The entries that follow need to be returned without any alteration.

▸ DATASET EXCERPTS
"""

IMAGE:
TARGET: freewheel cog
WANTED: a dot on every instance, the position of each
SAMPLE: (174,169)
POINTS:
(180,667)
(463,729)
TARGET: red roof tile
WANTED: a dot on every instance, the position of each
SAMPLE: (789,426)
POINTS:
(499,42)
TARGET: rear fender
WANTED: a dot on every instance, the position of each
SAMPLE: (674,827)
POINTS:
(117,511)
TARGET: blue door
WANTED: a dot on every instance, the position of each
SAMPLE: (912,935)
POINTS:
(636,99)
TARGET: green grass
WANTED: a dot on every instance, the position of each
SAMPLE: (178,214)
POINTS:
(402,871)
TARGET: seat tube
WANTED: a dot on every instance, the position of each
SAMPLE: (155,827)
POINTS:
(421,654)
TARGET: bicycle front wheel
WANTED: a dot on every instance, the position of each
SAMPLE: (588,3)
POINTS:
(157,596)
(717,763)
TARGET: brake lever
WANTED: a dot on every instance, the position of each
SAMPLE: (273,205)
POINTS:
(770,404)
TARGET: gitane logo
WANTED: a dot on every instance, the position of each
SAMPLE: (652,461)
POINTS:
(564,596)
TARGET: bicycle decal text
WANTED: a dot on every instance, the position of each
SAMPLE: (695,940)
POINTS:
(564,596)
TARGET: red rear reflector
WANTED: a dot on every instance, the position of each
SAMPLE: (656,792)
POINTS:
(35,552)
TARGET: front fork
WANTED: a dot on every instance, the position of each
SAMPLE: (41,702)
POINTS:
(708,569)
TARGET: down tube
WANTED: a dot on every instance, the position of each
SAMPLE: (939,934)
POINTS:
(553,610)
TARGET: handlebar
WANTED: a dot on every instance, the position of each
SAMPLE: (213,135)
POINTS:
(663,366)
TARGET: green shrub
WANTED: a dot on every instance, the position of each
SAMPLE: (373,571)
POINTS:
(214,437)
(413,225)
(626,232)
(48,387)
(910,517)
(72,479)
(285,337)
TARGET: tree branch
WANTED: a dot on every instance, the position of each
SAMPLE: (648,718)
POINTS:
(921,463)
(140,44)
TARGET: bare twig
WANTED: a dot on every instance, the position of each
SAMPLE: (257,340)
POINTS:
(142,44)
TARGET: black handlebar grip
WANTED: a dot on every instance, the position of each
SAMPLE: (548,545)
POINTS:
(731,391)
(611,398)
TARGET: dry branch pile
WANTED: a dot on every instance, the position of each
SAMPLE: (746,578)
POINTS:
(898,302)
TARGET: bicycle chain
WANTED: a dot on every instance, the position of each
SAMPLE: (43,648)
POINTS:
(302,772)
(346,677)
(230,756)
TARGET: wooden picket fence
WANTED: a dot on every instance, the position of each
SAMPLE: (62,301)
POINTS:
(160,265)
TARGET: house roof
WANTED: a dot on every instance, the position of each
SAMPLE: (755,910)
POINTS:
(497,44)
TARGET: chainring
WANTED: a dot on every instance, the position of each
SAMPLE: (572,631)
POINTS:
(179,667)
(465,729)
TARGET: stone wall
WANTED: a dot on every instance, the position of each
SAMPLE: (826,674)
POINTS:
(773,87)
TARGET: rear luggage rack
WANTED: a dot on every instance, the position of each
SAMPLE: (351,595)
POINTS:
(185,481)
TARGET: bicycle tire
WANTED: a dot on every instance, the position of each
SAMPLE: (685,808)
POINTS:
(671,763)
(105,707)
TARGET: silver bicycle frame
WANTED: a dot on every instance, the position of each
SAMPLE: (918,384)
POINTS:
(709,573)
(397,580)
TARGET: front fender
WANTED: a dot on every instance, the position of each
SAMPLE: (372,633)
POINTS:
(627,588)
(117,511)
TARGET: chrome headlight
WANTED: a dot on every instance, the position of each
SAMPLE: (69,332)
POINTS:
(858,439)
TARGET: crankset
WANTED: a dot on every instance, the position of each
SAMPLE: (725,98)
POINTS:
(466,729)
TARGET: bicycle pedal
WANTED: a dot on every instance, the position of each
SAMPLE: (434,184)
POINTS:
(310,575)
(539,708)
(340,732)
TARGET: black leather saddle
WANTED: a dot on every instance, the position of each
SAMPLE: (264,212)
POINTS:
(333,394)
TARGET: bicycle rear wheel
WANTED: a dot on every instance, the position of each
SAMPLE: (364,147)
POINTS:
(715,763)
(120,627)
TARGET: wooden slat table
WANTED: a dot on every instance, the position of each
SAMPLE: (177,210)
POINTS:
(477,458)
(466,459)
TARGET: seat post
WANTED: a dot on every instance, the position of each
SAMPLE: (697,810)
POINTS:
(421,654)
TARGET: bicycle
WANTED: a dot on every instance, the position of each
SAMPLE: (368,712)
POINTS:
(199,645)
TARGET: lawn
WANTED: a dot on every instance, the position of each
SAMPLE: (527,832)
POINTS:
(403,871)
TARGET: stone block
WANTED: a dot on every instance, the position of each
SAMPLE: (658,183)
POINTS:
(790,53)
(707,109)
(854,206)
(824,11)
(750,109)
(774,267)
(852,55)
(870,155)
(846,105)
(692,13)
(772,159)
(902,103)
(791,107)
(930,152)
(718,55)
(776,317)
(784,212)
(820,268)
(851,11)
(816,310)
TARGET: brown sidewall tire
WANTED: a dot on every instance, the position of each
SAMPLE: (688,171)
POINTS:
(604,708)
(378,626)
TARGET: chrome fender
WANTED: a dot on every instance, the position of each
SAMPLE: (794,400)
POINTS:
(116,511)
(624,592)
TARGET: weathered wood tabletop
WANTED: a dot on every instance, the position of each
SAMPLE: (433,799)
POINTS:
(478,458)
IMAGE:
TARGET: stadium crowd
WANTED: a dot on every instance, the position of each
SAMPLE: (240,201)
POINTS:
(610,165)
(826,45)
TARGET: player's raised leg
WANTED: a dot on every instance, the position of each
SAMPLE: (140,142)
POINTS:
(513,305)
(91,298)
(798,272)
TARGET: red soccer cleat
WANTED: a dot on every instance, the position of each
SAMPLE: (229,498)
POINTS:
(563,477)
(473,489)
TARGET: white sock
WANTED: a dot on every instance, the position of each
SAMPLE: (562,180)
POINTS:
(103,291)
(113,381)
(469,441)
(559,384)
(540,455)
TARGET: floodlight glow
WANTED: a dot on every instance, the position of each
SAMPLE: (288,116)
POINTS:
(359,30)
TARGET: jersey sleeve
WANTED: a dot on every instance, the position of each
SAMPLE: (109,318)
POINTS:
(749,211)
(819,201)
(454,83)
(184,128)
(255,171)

"""

▸ ANSWER BOX
IMAGE:
TARGET: freewheel cog
WANTED: a dot on every instance, the position of each
SAMPLE: (174,169)
POINTS:
(180,667)
(463,729)
TARGET: red roof tile
WANTED: a dot on every instance, the position of each
SAMPLE: (789,426)
POINTS:
(499,42)
TARGET: rear fender
WANTED: a dot on every instance, the position of each
SAMPLE: (674,827)
POINTS:
(117,511)
TARGET: blue door
WANTED: a dot on every instance, the position of each
SAMPLE: (912,935)
POINTS:
(636,99)
TARGET: green grass
WANTED: a dot on every instance, the position of each
SAMPLE: (178,214)
POINTS:
(402,871)
TARGET: seat tube
WANTED: a dot on every instance, the position of each
SAMPLE: (155,827)
POINTS:
(421,654)
TARGET: bicycle front wheel
WANTED: a dot on every instance, the position of each
SAMPLE: (588,3)
POINTS:
(157,596)
(717,763)
TARGET: brake lever
WANTED: a dot on every instance, the position of each
SAMPLE: (273,205)
POINTS:
(770,404)
TARGET: gitane logo
WANTED: a dot on every instance, the position of each
SAMPLE: (652,461)
POINTS:
(564,596)
TARGET: bicycle decal text
WANTED: a dot on every instance, the position of each
SAMPLE: (695,940)
POINTS:
(564,596)
TARGET: red rear reflector
WANTED: a dot on every instance, the position of each
SAMPLE: (656,792)
POINTS:
(35,552)
TARGET: front fork
WANTED: a dot on every instance, the position of each
SAMPLE: (41,702)
POINTS:
(708,569)
TARGET: down tube
WANTED: a dot on every instance, the position of each
SAMPLE: (939,934)
POINTS:
(553,610)
TARGET: handlebar
WANTED: a dot on every instance, the position of each
SAMPLE: (213,135)
POINTS:
(663,366)
TARGET: green shrub
WANTED: a dot on every instance, the position of each
SAMPLE: (373,571)
POINTS:
(214,437)
(413,225)
(626,232)
(48,387)
(910,517)
(72,479)
(285,337)
TARGET: tree branch
WANTED: a dot on every instance, the position of each
SAMPLE: (648,718)
POINTS:
(921,463)
(140,44)
TARGET: bare twig
WANTED: a dot on every instance, the position of each
SAMPLE: (257,340)
POINTS:
(142,44)
TARGET: black handlebar grip
WANTED: a dot on every instance, the position of each
SAMPLE: (548,545)
POINTS:
(731,391)
(611,398)
TARGET: dry branch pile
WANTED: a dot on every instance, the position of each
SAMPLE: (746,578)
POINTS:
(898,302)
TARGET: bicycle chain
WANTED: a dot on every instance, the position of each
SAMPLE: (43,648)
POINTS:
(302,772)
(346,677)
(230,756)
TARGET: wooden picket fence
WANTED: a dot on every instance, the position of each
SAMPLE: (62,301)
POINTS:
(160,265)
TARGET: house roof
WANTED: a dot on every instance, the position of each
SAMPLE: (755,910)
POINTS:
(497,44)
TARGET: chainring
WANTED: a dot on every instance, the position of each
SAMPLE: (572,631)
POINTS:
(179,667)
(465,729)
TARGET: stone wall
WANTED: a dot on every instance, the position of each
SAMPLE: (826,674)
POINTS:
(773,87)
TARGET: rear luggage rack
WANTED: a dot on every instance, the position of each
SAMPLE: (351,595)
POINTS:
(185,481)
TARGET: bicycle tire
WANTED: a dot on every instance, the position of each
SAMPLE: (685,808)
POINTS:
(671,763)
(105,707)
TARGET: silver bicycle frame
WANTED: a dot on every instance, the position of each
SAMPLE: (918,384)
POINTS:
(709,573)
(397,580)
TARGET: front fender
WANTED: a dot on every instance, the position of each
SAMPLE: (372,633)
POINTS:
(627,588)
(117,511)
TARGET: chrome headlight
WANTED: a dot on every instance, the position of each
SAMPLE: (69,332)
POINTS:
(858,439)
TARGET: crankset
WANTED: a dot on every instance, the position of each
SAMPLE: (725,98)
POINTS:
(466,729)
TARGET: bicycle pedal
WANTED: a dot on every instance, the position of each
SAMPLE: (434,184)
POINTS:
(310,575)
(539,708)
(340,732)
TARGET: black leather saddle
WANTED: a dot on every instance, the position of each
SAMPLE: (264,212)
POINTS:
(333,394)
TARGET: bicycle rear wheel
WANTED: a dot on every instance, the position of each
SAMPLE: (364,147)
POINTS:
(715,763)
(120,627)
TARGET: wooden slat table
WANTED: a dot on every instance, the position of each
SAMPLE: (177,210)
POINTS:
(477,458)
(466,459)
TARGET: seat post
WANTED: a dot on every instance, the position of each
SAMPLE: (697,810)
POINTS:
(421,654)
TARGET: bicycle
WANTED: a dot on every instance, the position of each
SAMPLE: (368,712)
POINTS:
(199,645)
TARGET: lawn
WANTED: a dot on every instance, the position of each
SAMPLE: (527,832)
POINTS:
(403,871)
TARGET: stone block
WANTED: a dot on every instance, the position of each
SAMPLE: (658,183)
POINTS:
(790,53)
(707,109)
(854,206)
(824,11)
(750,109)
(774,267)
(852,55)
(870,155)
(846,105)
(692,13)
(772,159)
(902,103)
(791,107)
(930,152)
(718,55)
(776,317)
(784,212)
(820,268)
(851,11)
(816,310)
TARGET: brown sidewall tire
WANTED: a dot on every instance, the position of each
SAMPLE: (688,171)
POINTS:
(604,708)
(378,626)
TARGET: chrome fender
WANTED: a dot on every instance, the position of each
SAMPLE: (794,400)
POINTS:
(116,511)
(624,592)
TARGET: weathered wood tabletop
WANTED: a dot on every instance, the position of each
SAMPLE: (433,799)
POINTS:
(478,458)
IMAGE:
TARGET: stadium crowd
WANTED: a dot on every instance, the position of each
SAMPLE: (240,201)
POINTS:
(610,165)
(826,45)
TARGET: player's raised leg
WANTED: a dot on every instance, the position of each
SAMPLE: (140,142)
POINTS:
(513,305)
(91,298)
(798,272)
TARGET: red soccer cleat
WANTED: a dot on every instance, the position of each
SAMPLE: (229,498)
POINTS:
(563,477)
(473,489)
TARGET: white sock
WANTED: a dot on every instance, the position of each
SAMPLE: (562,180)
POINTS:
(103,291)
(113,381)
(469,441)
(559,384)
(540,455)
TARGET: floodlight glow
WANTED: a dot on every instance, the position of each
SAMPLE: (288,116)
POINTS:
(359,30)
TARGET: jersey sleeve
WANTED: a dot on every instance, the position of each
SAMPLE: (109,318)
POINTS:
(749,211)
(819,201)
(454,83)
(184,128)
(255,171)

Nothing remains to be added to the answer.